YOUR GOAL ▸ Revise the data from the line with "object=far shoreline" up to and including the line with "(0, 123), (454, 186)", replacing "bush" with "shrub" and leaving everything else unchanged.

---- SUPPLIED DATA

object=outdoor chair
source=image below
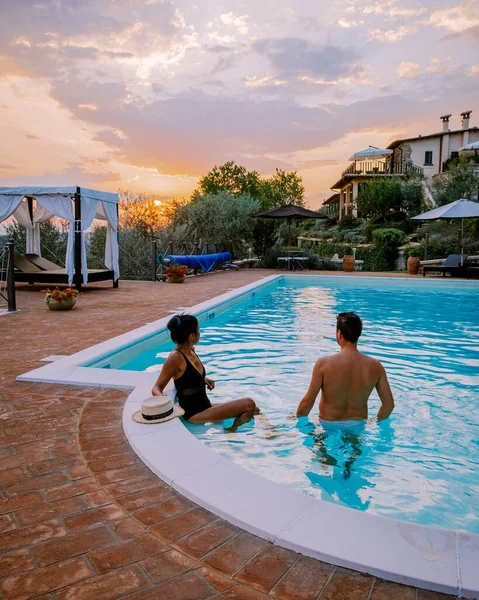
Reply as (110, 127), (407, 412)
(25, 254), (63, 271)
(422, 254), (467, 277)
(13, 252), (41, 273)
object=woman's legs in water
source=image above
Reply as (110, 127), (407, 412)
(189, 398), (259, 431)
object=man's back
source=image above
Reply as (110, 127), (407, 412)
(319, 349), (383, 421)
(296, 312), (394, 421)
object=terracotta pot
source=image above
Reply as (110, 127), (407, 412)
(45, 294), (77, 310)
(343, 254), (356, 273)
(407, 256), (421, 275)
(168, 275), (186, 283)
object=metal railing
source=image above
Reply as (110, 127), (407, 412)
(342, 160), (424, 177)
(0, 242), (17, 311)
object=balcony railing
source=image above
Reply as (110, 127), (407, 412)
(342, 160), (424, 177)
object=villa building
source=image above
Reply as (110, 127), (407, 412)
(325, 111), (479, 219)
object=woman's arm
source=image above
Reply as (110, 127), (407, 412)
(151, 352), (181, 396)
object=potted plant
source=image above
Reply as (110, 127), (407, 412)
(165, 264), (188, 283)
(343, 246), (356, 273)
(41, 287), (81, 310)
(407, 250), (421, 275)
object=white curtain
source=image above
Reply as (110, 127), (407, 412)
(81, 196), (98, 284)
(13, 199), (53, 256)
(37, 195), (75, 285)
(0, 194), (23, 223)
(102, 202), (120, 281)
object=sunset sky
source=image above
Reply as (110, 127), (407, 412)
(0, 0), (479, 207)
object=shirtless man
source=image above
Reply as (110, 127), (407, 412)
(296, 312), (394, 422)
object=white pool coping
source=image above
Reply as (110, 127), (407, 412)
(18, 274), (479, 599)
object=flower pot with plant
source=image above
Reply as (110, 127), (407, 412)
(41, 287), (81, 310)
(165, 264), (188, 283)
(407, 251), (421, 275)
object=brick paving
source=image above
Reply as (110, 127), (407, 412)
(0, 270), (458, 600)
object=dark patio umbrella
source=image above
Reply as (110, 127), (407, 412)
(253, 204), (329, 248)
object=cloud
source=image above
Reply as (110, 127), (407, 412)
(426, 57), (454, 73)
(442, 25), (479, 44)
(346, 0), (427, 20)
(4, 165), (121, 187)
(369, 25), (417, 42)
(0, 0), (196, 77)
(48, 69), (446, 175)
(338, 17), (365, 29)
(396, 62), (421, 79)
(428, 0), (479, 33)
(253, 38), (361, 81)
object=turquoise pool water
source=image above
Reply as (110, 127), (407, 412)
(121, 277), (479, 533)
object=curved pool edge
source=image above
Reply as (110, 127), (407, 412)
(123, 386), (479, 599)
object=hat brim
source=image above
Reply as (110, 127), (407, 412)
(131, 404), (185, 425)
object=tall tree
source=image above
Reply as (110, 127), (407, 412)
(193, 160), (261, 200)
(182, 190), (260, 258)
(192, 161), (305, 210)
(262, 169), (305, 209)
(432, 158), (479, 206)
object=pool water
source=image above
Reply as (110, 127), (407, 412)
(121, 277), (479, 533)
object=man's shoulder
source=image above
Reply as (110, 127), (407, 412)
(360, 352), (383, 369)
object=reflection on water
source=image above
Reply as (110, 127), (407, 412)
(119, 278), (479, 533)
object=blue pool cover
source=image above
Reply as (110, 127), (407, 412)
(166, 252), (231, 273)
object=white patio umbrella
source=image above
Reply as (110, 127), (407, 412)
(459, 142), (479, 156)
(413, 198), (479, 264)
(349, 146), (393, 160)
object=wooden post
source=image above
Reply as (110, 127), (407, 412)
(73, 187), (82, 290)
(113, 204), (120, 288)
(6, 242), (17, 311)
(151, 241), (157, 281)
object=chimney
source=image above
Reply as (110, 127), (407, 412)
(461, 110), (472, 129)
(441, 115), (452, 131)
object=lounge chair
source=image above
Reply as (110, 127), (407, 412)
(13, 252), (118, 287)
(13, 252), (41, 273)
(422, 254), (467, 277)
(25, 254), (63, 271)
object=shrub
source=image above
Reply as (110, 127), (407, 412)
(373, 227), (405, 271)
(338, 215), (362, 229)
(356, 246), (389, 272)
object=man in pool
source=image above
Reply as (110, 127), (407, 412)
(296, 312), (394, 424)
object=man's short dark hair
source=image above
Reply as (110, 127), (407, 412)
(336, 312), (363, 344)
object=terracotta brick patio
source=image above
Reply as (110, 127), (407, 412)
(0, 270), (454, 600)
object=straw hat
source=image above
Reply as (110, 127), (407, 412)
(132, 396), (185, 425)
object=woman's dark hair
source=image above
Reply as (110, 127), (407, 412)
(167, 315), (198, 344)
(336, 312), (363, 344)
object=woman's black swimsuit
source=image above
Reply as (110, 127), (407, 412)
(175, 349), (211, 421)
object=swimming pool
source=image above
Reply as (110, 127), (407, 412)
(116, 276), (479, 533)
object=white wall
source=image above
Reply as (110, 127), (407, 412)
(404, 129), (479, 179)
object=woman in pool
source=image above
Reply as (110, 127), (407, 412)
(152, 315), (259, 431)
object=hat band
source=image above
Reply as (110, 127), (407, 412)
(141, 409), (173, 421)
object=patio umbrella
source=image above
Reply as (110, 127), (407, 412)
(253, 204), (329, 248)
(459, 142), (479, 156)
(413, 198), (479, 264)
(349, 146), (393, 161)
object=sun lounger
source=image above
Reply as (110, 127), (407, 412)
(13, 252), (118, 287)
(422, 254), (467, 277)
(13, 252), (41, 273)
(25, 254), (63, 271)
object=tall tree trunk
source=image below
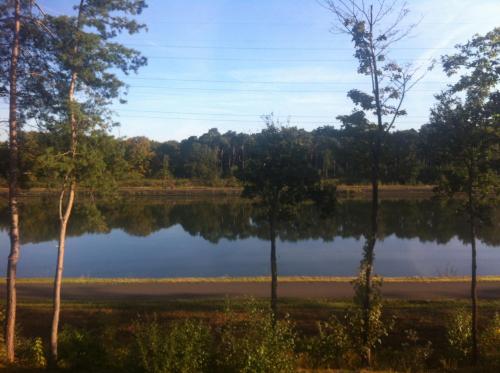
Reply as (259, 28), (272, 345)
(468, 176), (479, 365)
(50, 182), (75, 364)
(363, 6), (384, 366)
(5, 0), (21, 363)
(50, 0), (84, 365)
(470, 212), (479, 365)
(269, 214), (278, 320)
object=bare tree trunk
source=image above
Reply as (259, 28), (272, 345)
(269, 215), (278, 320)
(50, 183), (75, 364)
(50, 0), (84, 365)
(363, 6), (384, 366)
(468, 176), (479, 365)
(5, 0), (21, 363)
(470, 215), (479, 365)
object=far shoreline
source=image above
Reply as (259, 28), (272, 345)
(0, 184), (435, 198)
(0, 275), (500, 284)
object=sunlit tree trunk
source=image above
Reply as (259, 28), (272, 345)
(363, 7), (384, 366)
(269, 214), (278, 320)
(50, 0), (84, 365)
(50, 183), (75, 363)
(5, 0), (21, 363)
(468, 166), (479, 365)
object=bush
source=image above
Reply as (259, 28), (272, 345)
(16, 337), (47, 368)
(480, 313), (500, 366)
(131, 317), (213, 373)
(307, 316), (349, 369)
(446, 309), (472, 362)
(58, 326), (108, 371)
(218, 303), (297, 373)
(385, 329), (433, 372)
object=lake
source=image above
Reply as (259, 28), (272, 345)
(0, 197), (500, 277)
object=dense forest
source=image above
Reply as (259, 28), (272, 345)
(0, 123), (454, 186)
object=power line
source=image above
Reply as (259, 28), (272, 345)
(146, 56), (431, 62)
(130, 85), (442, 93)
(115, 115), (425, 125)
(124, 42), (455, 51)
(126, 77), (448, 85)
(119, 109), (333, 118)
(119, 109), (427, 118)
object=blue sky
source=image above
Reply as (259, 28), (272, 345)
(1, 0), (500, 141)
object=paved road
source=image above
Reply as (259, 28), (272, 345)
(5, 281), (500, 301)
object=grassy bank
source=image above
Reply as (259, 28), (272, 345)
(4, 299), (500, 372)
(0, 182), (434, 198)
(0, 276), (500, 284)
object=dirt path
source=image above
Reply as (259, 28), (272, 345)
(0, 281), (500, 301)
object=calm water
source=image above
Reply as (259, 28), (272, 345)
(0, 198), (500, 277)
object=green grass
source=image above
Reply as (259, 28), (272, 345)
(0, 276), (500, 284)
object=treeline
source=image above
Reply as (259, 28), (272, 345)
(0, 123), (442, 186)
(0, 198), (500, 246)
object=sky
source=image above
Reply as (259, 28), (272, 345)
(0, 0), (500, 141)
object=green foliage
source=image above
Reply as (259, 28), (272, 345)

--------

FULL SOLUTION ▸
object=far shoreline
source=image above
Reply as (259, 28), (272, 345)
(0, 184), (435, 198)
(0, 275), (500, 284)
object=sunlit tree trunk
source=image above
Reply as (259, 28), (272, 345)
(363, 7), (384, 366)
(269, 214), (278, 320)
(50, 0), (84, 365)
(50, 183), (75, 363)
(5, 0), (21, 363)
(468, 166), (479, 365)
object=shrub
source=image above
Reply as (259, 28), (272, 345)
(16, 337), (47, 368)
(480, 313), (500, 366)
(131, 317), (213, 373)
(307, 316), (349, 369)
(446, 309), (472, 362)
(58, 326), (108, 371)
(218, 303), (297, 373)
(385, 329), (433, 372)
object=lake
source=image above
Reply as (259, 28), (272, 345)
(0, 197), (500, 277)
object=dense forest
source=image above
Reply as (259, 28), (272, 345)
(0, 123), (454, 186)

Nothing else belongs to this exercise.